NobodyXu

In your quote from wikipedia you missed the second part of that sentence (bold for my emphasis)

This is referring exactly to my point which is that making sure a CPU is constantly executing instructions rather than sitting and waiting.

And yes hiding memory latency is another reason why SMT is used but I also mentioned before why that is less of an issue with Apple's M1 and its also something that Apple is likely not going to change.

As pointed out earlier in the thread, there are other production implementations of SMT (several of them are even RISC!), some current:

• IBM POWER 5+ (2-way)
• IBM POWER 8+ (8-way)
• Sun UltraSPARC T-series (4-way)
• DEC Alpha EV8 (4-way)
• Intel Itanium 9300+ (2-way)
• MIPS I6400 & P6600 (2-way)
• PEZY-SC2 (8-way) - there's another HPC example for you, mdedetrich - and this core was designed for HPC from the ground-up!

#### [Material to process]
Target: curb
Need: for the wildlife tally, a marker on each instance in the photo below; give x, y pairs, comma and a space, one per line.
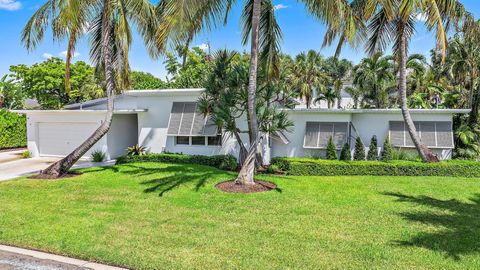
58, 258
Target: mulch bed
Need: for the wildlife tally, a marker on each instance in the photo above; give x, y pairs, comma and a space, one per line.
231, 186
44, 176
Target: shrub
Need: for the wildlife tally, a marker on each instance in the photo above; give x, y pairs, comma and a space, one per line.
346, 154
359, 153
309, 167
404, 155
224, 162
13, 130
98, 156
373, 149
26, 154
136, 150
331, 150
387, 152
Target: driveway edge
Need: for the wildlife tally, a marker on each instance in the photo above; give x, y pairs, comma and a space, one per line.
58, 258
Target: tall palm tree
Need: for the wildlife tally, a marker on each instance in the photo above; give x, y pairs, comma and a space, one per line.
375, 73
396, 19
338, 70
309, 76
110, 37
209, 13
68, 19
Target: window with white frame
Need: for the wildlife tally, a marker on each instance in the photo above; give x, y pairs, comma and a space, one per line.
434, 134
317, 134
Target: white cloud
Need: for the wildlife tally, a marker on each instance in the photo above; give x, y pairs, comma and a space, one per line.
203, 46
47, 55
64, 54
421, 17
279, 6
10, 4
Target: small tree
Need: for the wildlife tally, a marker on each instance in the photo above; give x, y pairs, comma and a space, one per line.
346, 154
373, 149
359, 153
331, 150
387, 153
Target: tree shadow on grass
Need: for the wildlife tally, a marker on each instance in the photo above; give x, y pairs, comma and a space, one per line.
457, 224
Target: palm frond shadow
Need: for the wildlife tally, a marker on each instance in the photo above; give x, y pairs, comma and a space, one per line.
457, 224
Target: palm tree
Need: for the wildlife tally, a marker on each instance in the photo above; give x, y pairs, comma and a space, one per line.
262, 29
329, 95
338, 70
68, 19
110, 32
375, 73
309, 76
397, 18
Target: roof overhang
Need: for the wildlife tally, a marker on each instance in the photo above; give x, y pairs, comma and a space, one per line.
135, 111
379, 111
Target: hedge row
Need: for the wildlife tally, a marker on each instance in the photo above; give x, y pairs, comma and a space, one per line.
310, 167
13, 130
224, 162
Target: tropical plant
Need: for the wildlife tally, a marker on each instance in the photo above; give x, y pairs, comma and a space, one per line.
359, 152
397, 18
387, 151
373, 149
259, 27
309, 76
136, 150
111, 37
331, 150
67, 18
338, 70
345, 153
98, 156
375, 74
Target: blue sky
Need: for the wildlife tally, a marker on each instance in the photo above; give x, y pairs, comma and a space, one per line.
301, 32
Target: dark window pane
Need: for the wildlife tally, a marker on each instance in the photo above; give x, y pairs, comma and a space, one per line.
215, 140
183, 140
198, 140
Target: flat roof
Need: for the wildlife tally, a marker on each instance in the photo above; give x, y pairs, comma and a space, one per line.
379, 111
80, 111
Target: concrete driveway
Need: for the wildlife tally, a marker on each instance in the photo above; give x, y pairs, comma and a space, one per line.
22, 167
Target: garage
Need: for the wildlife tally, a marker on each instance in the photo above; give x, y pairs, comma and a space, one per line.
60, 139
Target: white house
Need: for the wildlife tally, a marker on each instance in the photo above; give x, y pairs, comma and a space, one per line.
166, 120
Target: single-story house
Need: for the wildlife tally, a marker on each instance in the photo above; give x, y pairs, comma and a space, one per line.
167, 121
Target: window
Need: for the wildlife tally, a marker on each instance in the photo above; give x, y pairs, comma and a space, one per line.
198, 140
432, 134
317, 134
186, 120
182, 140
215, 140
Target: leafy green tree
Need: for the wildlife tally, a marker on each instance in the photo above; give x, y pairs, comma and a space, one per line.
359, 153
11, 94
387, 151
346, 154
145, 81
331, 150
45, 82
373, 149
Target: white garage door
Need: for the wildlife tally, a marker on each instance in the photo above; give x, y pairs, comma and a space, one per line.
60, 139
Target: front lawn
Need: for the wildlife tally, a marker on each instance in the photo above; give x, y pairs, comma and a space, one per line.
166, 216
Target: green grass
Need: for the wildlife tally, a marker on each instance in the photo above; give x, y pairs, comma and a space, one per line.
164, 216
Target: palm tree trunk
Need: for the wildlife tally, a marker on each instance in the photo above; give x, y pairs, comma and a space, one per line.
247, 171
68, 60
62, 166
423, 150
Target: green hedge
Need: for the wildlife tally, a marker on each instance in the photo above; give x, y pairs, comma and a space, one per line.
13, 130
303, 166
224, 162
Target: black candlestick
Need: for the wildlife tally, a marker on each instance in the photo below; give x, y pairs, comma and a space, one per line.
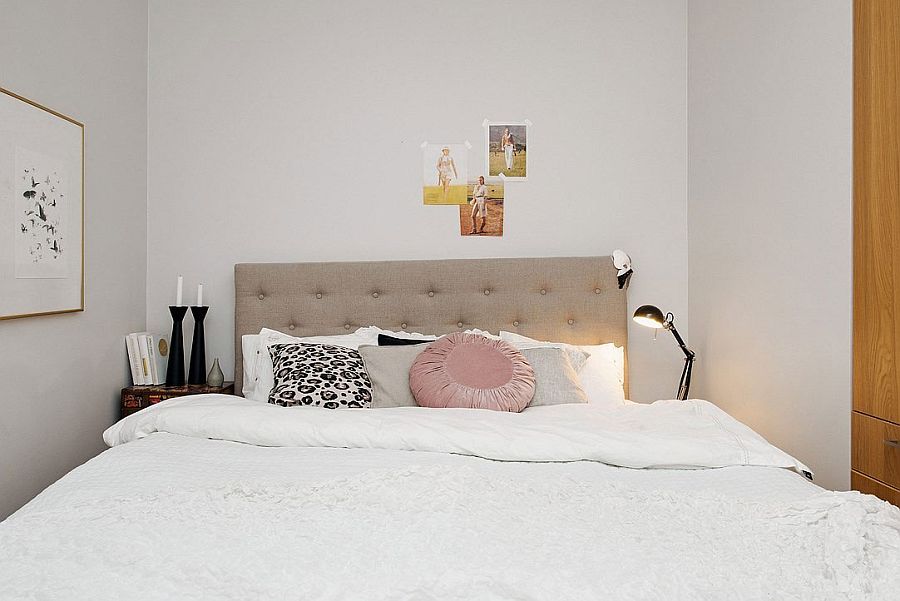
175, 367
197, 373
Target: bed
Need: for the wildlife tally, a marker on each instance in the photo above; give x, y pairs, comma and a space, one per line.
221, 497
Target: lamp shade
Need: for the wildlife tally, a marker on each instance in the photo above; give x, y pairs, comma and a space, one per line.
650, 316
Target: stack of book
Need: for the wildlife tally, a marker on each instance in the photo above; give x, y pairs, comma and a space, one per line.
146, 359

#### [Task set]
1 – Which lines of the rows contain the string "driveway"? Pull each one out in full.
2 – Can you carry on the forum post about SMT processors from the point where it stops?

#### [Expected answers]
1 –
Target: driveway edge
Target: concrete driveway

2 –
• AFAIK, all current GPUs

That covers basically all major ISA families for the past 2 decades, aside from RISC-V (which, probably not coincidentally, has also focused on low-power). Even ARM is included, if you include ARM-compatible server cores not designed by them.

That's only one of the benefits it can provide.

Each design is the summation of a multitude of decisions, many interacting with the others. When you see the end product, you can't simply point to one design decision, in isolation, as if it proves a broader point. More data is needed to draw such conclusion. All we can say is that the M1 apparently isn't suffering for lack of SMT. Those are the "facts on the ground". Any broader points are indeed speculation.

Another "fact on the ground" is that the M1 Max has hit the scaling limit, in the Ultra. There aren't more interconnects for it to scale beyond 2 dies, and there's no support for external DRAM, which is needed for it to be a proper replacement for the Mac Pro. So, we don't know what happens when you try to scale up further. Maybe the Firestorm cores will be at a serious deficit, when latencies further increase due to more cores contending for access to external DRAM.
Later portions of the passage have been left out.